● What you need to do
- a) Answer these questions about the whisky guide:
(i) Which two of the three brands are bourbons?
(ii) What share of a bourbon's grain must be corn?
(iii) What grain is Johnnie Walker primarily made from?
- b) Transcribe the lines of the rows from the line containing "Target = wooden dresser" through the end of the rows, both included, with the pictures left out.

● Text

--------------------

Jack Daniel’s. Jim Beam. Johnnie Walker. Two bourbons and a scotch – on one hand opposite ends of the spectrum to a picky drinker, on the other, almost neighbors. However, to someone less familiar with whisky drinking, seeing such similar sounding names on a list can be confusing.
What do these three brands, each having a plethora of products, have in common and what sets them apart? Hopefully, this definitive guide will help you flesh out your understanding of these three iconic (and incredibly prolific) whiskies.
Jack vs. Jim vs. Johnnie (Best Whisky Battle)
First, however, we have to separate them into their categories. Both Jack Daniel’s and Jim Beam are produced not only in America, but in the traditional heartland of American whisky: Kentucky & Tennessee. They are also both bourbons which have certain production requirements, but in short: it must be aged in a barrel, 51% or more corn, and made in America.
Johnnie Walker, however, is a Scotch and is (perhaps obviously) made in Scotland and is instead made primarily from barley which is malted and heated over a peat fire. The production place, in terms of the water used in the locale, and the methods change the flavor for these three as much as the ingredients do. With this general breakdown, let’s examine the three in turn and then see how they compare and contrast…
…Starting with, none other than Jack Daniel’s.

--------------------

● Information provided
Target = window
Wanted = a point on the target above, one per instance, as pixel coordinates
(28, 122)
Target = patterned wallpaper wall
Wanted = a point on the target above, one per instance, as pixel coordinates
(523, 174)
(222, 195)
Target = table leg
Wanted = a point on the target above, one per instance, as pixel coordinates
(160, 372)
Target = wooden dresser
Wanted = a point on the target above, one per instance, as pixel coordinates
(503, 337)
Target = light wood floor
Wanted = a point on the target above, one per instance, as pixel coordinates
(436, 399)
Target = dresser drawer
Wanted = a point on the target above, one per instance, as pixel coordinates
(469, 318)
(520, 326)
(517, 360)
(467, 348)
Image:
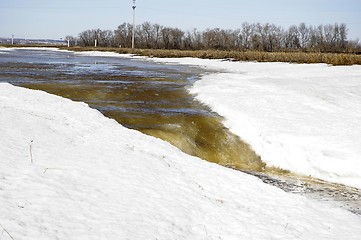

--------------------

● Replies
- a)
(i) Jack Daniel's and Jim Beam.
(ii) 51% or more.
(iii) Barley, which is malted and heated over a peat fire.

- b)
Target = wooden dresser
Wanted = a point on the target above, one per instance, as pixel coordinates
(503, 337)
Target = light wood floor
Wanted = a point on the target above, one per instance, as pixel coordinates
(436, 399)
Target = dresser drawer
Wanted = a point on the target above, one per instance, as pixel coordinates
(469, 318)
(520, 326)
(517, 360)
(467, 348)
Image:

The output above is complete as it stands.